• _What the exercise asks_
Please count the lines in the material below that contain the word "blurred" and reply with only that number.

• _Raw data_
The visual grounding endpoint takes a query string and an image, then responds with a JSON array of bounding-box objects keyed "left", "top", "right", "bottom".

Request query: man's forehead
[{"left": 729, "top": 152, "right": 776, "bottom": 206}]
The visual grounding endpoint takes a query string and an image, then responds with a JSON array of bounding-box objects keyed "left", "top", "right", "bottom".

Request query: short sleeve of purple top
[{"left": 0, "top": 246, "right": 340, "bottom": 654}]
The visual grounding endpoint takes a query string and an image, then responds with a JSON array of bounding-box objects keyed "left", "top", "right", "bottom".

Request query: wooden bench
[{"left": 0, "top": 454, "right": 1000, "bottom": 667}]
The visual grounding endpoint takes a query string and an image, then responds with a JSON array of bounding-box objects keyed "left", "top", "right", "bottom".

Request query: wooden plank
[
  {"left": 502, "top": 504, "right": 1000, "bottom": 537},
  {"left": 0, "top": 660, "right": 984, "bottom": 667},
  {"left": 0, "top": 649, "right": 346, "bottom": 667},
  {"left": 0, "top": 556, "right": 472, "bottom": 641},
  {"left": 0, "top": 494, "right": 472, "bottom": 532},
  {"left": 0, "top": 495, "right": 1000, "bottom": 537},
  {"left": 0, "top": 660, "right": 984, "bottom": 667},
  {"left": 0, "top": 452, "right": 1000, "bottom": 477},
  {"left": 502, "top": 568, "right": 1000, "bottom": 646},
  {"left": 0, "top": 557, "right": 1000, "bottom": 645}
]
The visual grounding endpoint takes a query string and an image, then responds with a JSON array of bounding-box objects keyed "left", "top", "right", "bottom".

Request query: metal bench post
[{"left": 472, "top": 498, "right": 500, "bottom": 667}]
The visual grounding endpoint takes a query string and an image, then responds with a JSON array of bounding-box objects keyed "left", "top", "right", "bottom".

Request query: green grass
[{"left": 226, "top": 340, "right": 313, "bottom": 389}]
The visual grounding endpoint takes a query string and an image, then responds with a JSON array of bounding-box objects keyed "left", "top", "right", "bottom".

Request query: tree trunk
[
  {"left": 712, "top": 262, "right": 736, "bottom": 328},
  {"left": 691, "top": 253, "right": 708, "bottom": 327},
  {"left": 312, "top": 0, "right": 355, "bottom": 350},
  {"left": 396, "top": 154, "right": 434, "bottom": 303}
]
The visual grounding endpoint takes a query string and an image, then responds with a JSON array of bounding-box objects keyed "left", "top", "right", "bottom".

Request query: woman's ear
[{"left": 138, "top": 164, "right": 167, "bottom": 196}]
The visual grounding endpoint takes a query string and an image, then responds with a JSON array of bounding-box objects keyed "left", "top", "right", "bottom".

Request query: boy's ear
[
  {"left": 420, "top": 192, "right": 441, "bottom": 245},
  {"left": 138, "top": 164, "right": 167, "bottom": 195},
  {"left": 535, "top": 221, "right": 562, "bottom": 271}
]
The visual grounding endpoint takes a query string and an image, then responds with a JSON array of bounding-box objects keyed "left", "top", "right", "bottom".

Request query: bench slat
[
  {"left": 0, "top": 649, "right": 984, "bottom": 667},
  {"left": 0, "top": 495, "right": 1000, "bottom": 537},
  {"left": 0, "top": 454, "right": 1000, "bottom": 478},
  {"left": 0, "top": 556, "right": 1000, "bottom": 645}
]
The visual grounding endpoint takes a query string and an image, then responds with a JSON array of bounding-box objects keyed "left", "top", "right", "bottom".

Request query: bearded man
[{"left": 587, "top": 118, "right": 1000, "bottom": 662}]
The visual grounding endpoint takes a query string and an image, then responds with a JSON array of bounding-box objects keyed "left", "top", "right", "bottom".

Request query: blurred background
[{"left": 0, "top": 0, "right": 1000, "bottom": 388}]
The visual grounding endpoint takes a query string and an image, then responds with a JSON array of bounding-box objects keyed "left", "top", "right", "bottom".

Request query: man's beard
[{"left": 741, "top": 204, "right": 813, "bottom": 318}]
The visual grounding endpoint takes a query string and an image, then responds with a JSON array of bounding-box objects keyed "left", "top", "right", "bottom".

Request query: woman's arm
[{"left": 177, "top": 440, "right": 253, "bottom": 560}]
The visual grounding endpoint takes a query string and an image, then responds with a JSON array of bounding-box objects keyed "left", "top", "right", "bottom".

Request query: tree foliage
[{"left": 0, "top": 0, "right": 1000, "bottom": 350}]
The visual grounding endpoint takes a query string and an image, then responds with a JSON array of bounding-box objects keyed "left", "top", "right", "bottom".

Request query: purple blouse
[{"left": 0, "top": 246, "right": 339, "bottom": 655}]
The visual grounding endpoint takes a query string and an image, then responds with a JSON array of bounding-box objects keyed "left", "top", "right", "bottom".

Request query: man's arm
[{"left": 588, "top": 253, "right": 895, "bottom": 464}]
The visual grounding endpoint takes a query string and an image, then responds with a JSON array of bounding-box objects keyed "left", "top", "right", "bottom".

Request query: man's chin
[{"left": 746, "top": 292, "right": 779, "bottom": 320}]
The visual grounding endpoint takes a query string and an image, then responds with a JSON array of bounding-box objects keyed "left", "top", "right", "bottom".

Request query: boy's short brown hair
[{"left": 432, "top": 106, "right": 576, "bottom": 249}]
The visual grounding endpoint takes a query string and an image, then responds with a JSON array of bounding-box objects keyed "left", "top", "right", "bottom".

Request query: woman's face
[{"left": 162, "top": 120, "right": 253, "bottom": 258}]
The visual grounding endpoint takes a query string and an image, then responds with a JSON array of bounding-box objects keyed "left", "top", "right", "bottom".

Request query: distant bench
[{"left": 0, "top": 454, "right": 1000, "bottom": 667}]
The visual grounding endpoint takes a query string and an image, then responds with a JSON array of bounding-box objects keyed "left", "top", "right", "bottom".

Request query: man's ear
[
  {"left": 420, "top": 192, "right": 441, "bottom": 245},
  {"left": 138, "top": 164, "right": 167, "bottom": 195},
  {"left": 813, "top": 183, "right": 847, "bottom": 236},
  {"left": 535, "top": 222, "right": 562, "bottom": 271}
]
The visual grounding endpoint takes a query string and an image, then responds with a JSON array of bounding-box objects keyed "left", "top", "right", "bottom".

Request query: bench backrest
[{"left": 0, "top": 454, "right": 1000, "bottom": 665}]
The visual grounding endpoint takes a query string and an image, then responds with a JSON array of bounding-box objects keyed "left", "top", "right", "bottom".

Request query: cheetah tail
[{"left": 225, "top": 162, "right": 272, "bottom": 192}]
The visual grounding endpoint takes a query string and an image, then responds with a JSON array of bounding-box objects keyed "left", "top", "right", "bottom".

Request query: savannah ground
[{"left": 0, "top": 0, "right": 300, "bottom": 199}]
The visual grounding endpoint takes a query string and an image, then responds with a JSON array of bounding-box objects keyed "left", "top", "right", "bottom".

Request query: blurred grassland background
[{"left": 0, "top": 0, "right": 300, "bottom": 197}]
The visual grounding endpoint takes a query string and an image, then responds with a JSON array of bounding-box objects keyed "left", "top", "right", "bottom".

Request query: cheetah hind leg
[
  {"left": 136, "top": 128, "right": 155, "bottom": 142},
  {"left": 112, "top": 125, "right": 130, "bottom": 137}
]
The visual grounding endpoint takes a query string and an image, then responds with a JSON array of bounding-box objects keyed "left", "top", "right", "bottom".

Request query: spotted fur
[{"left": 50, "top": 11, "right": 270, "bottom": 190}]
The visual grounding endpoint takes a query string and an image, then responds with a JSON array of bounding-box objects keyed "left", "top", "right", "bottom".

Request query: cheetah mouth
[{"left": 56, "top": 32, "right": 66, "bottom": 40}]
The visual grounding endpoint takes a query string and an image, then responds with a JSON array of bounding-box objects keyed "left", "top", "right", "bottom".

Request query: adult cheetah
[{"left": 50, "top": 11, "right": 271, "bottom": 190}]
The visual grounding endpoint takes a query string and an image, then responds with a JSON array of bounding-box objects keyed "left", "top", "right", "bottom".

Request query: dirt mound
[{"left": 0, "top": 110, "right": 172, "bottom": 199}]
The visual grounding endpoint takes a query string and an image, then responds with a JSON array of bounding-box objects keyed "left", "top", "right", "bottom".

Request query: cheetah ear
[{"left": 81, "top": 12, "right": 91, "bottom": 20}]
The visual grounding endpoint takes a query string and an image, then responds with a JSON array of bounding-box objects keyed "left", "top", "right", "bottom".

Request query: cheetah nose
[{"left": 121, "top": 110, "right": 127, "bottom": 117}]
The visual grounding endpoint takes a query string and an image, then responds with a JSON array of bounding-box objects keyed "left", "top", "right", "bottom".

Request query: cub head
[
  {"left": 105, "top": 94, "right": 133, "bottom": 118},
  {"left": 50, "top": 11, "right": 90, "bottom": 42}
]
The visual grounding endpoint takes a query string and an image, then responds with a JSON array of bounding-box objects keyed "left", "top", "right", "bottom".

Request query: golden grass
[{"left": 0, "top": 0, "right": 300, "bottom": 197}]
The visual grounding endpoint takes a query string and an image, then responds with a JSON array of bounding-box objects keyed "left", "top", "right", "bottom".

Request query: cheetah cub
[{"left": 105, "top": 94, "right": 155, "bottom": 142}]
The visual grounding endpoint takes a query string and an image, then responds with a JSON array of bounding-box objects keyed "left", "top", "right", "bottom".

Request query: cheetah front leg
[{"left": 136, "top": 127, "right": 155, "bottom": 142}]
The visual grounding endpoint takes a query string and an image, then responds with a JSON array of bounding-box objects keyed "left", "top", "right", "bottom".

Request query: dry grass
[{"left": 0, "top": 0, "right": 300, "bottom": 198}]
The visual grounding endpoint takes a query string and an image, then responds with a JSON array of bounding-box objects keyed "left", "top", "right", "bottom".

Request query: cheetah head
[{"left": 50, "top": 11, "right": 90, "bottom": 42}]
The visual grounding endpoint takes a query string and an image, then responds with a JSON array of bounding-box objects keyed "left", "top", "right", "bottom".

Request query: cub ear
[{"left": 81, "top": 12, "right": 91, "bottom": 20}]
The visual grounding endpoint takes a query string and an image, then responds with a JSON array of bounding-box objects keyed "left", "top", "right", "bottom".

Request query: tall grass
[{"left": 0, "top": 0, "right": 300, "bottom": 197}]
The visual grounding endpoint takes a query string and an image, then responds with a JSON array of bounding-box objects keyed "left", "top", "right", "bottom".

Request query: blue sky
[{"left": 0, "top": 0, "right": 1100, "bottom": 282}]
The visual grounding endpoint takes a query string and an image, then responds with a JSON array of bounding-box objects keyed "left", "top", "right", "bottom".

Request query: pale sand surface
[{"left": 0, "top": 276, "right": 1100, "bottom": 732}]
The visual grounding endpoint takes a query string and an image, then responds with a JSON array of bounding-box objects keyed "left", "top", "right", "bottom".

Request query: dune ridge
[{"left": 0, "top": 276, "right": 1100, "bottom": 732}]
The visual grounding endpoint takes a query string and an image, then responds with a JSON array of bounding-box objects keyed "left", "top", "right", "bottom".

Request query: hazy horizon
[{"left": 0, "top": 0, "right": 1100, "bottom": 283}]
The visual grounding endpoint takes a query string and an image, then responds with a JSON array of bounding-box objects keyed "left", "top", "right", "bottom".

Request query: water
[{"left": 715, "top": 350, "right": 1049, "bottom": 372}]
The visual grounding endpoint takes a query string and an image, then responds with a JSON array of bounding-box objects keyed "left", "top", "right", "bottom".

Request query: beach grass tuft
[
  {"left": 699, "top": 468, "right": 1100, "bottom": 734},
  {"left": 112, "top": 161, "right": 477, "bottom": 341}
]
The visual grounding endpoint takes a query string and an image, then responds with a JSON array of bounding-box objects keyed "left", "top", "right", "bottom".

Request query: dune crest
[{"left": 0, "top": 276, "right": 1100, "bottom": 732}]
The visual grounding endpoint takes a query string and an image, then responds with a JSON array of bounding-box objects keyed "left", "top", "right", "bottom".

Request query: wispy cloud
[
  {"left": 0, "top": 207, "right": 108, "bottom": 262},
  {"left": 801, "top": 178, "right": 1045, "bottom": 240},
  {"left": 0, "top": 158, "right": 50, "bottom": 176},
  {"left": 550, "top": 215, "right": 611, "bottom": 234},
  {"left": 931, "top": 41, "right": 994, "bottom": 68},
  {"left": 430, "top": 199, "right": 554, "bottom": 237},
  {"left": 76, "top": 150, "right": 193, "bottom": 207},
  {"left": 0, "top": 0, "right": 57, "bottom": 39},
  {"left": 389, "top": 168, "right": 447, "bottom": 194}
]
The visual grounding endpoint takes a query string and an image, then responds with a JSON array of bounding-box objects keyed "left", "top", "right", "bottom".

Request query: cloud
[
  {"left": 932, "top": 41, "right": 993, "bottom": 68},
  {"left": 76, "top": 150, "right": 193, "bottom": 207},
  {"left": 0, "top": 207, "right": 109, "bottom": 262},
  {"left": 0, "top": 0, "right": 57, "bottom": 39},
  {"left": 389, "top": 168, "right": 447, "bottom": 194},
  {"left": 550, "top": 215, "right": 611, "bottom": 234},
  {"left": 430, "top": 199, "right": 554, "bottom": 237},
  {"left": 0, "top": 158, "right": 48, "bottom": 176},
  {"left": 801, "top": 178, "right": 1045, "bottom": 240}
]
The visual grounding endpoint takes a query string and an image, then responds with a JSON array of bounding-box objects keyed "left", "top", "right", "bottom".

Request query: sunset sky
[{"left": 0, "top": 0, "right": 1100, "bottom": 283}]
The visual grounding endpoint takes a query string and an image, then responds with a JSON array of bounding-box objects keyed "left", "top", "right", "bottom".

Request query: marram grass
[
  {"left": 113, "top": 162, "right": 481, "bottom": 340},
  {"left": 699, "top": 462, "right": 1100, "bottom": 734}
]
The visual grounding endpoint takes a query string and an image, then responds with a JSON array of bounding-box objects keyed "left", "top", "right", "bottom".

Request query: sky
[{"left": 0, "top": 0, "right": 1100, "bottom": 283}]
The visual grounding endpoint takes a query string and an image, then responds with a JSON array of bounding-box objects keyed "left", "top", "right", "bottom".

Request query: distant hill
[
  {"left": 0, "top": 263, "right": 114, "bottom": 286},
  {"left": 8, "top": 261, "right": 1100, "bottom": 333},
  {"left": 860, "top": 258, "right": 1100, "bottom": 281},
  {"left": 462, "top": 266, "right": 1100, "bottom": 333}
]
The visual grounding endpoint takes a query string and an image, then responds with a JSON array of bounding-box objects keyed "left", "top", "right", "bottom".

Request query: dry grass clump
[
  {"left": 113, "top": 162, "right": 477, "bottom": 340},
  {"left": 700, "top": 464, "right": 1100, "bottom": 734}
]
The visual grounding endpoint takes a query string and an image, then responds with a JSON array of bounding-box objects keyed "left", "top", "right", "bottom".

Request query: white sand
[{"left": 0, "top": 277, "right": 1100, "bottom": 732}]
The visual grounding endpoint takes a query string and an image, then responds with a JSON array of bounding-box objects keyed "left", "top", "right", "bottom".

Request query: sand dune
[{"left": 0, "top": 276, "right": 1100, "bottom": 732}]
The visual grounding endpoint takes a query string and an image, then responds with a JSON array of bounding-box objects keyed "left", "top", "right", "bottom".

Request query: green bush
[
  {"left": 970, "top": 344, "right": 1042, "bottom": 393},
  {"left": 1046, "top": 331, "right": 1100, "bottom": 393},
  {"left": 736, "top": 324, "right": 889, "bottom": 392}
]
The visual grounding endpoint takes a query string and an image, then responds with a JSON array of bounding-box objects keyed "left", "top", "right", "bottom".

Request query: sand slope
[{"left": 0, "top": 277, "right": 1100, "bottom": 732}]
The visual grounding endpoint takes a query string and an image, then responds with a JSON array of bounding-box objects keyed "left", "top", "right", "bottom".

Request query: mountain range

• _Exercise answer_
2